From the text on Mayanka Falls, print the stretch from "According to the" through "the Mayanka Hauni." word for word.

-- Reading passage --
*** Block opens ***
Waterfall in Nigeria

Mayanka falls is located at the outskirts of Suleja, Nigeria. Its name Mayanka means 'infamy' or 'fearfulness' in the Hausa language.

== History ==
Mayanka, typically means slaughter of animals for human consumption, is the Hausa word for slaughter house, slaughter slab or any slaughter spot. The Mayanka of Suleja, down the falls of the Iku River, was the place for the slaughter (execution) of criminals sentenced in pre-colonial times to death by the traditional authorities of the domain.

Every Nigerian society had its system of administering justice as part of its comprehensive system of government, from time immemorial until the advent of colonialism, with regard to what is conceived as civil and criminal offenses according to its traditional norms and values.

Shehu Uthman Danfodio-led jihadists sacked the Zage-zagi from their ancestral territory (headquartered in Zaria) in the 19th century, from where they moved south to the present location to find another Zazzau territory.

According to the source, therefore, any Fulani man or woman sighted in the domain in those days would be treated as a jihadist spy and would be arrested and brought as a criminal before the Sarkin Zazzau Royal Court, to be summarily sentenced to death by the sword of the Mayanka Hauni.

== Tourism ==
The most famous visitors at the falls include: hikers, lovers of nature, lovers of fun, explorers, researchers. The impression of a non-definite route up the hill is an impression that will certainly remain in the mind for a very long time. The loveliness of the falls is a must-see. Some stuff to go along with before going to Mayanka Falls; hiking boots, water bottle, sun screen, face cap.
*** Block closes ***
[Dataset entries]
*** Block opens ***
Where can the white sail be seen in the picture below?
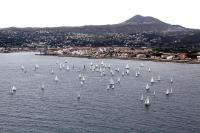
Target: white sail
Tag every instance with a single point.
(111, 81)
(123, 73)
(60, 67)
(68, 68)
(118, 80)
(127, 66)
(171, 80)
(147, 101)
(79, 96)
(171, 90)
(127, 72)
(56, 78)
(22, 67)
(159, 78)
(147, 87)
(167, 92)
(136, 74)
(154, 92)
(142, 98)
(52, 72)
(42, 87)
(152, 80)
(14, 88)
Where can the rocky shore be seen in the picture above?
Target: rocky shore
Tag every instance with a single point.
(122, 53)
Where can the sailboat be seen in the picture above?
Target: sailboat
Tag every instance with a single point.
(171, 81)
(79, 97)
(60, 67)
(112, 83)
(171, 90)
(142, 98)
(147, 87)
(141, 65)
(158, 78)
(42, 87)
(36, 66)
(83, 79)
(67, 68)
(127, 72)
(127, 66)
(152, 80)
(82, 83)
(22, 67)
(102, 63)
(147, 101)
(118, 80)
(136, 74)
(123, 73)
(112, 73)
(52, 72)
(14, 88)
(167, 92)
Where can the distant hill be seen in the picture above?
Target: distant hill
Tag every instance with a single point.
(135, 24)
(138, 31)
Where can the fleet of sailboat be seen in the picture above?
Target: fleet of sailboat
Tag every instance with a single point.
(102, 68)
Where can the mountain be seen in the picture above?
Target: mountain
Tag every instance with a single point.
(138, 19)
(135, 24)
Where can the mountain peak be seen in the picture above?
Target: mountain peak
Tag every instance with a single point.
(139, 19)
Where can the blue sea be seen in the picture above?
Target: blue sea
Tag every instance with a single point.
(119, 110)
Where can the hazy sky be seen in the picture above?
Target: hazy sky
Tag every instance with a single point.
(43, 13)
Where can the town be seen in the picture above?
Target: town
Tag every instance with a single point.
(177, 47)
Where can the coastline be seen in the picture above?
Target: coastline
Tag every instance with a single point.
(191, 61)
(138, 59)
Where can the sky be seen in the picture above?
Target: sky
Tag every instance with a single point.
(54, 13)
*** Block closes ***
*** Block opens ***
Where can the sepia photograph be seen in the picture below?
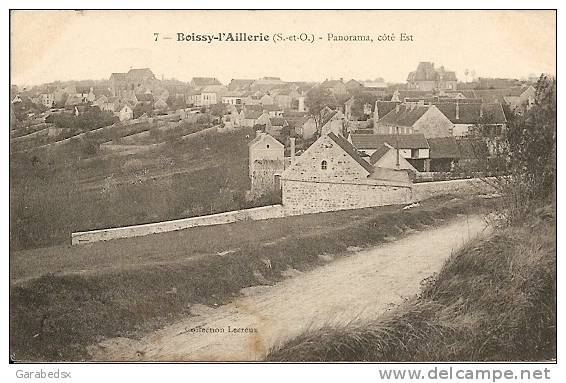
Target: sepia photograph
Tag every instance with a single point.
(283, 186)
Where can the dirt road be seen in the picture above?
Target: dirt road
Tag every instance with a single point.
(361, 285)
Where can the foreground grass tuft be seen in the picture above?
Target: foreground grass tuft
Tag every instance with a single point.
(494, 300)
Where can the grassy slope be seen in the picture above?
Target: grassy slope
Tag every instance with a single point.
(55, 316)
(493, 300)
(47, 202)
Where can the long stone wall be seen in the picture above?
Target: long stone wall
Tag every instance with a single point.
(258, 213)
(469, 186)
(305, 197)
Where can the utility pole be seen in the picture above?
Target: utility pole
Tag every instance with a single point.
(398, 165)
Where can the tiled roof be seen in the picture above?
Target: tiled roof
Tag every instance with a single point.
*** Block closes ***
*** Block opens ***
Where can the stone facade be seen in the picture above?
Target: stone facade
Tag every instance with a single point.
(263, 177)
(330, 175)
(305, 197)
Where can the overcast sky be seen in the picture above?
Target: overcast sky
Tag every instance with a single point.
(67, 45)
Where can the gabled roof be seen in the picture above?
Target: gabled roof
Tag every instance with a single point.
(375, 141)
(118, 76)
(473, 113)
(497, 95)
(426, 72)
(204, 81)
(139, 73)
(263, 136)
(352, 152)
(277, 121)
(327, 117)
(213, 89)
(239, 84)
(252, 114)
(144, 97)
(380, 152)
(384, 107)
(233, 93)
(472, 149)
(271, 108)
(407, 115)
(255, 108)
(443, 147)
*** Block closes ***
-- Solution for this problem --
According to the source, therefore, any Fulani man or woman sighted in the domain in those days would be treated as a jihadist spy and would be arrested and brought as a criminal before the Sarkin Zazzau Royal Court, to be summarily sentenced to death by the sword of the Mayanka Hauni.